Instruction
Please repeat the lines below with "dirt lane" swapped for "gravel road" everywhere and nothing else changed. Leave the pictures out of your answer.

Supplied material
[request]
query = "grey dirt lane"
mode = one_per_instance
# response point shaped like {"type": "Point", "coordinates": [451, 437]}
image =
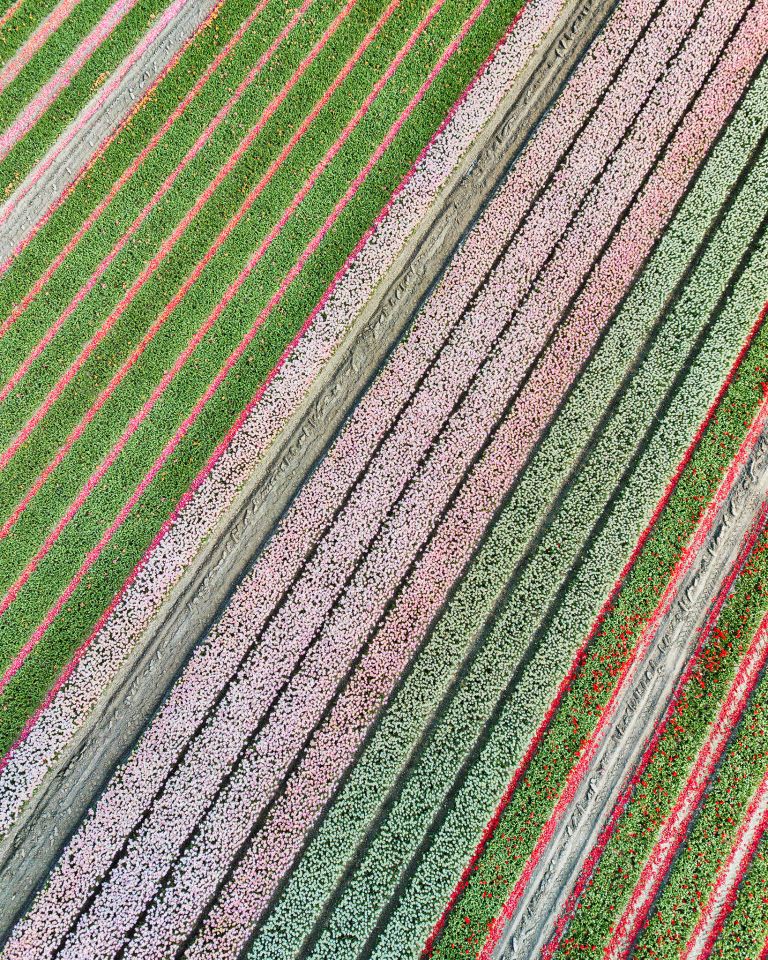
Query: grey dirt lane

The response
[request]
query = "grey gravel road"
mode = one_per_instance
# response point shaped like {"type": "Point", "coordinates": [451, 437]}
image =
Query: grey gravel road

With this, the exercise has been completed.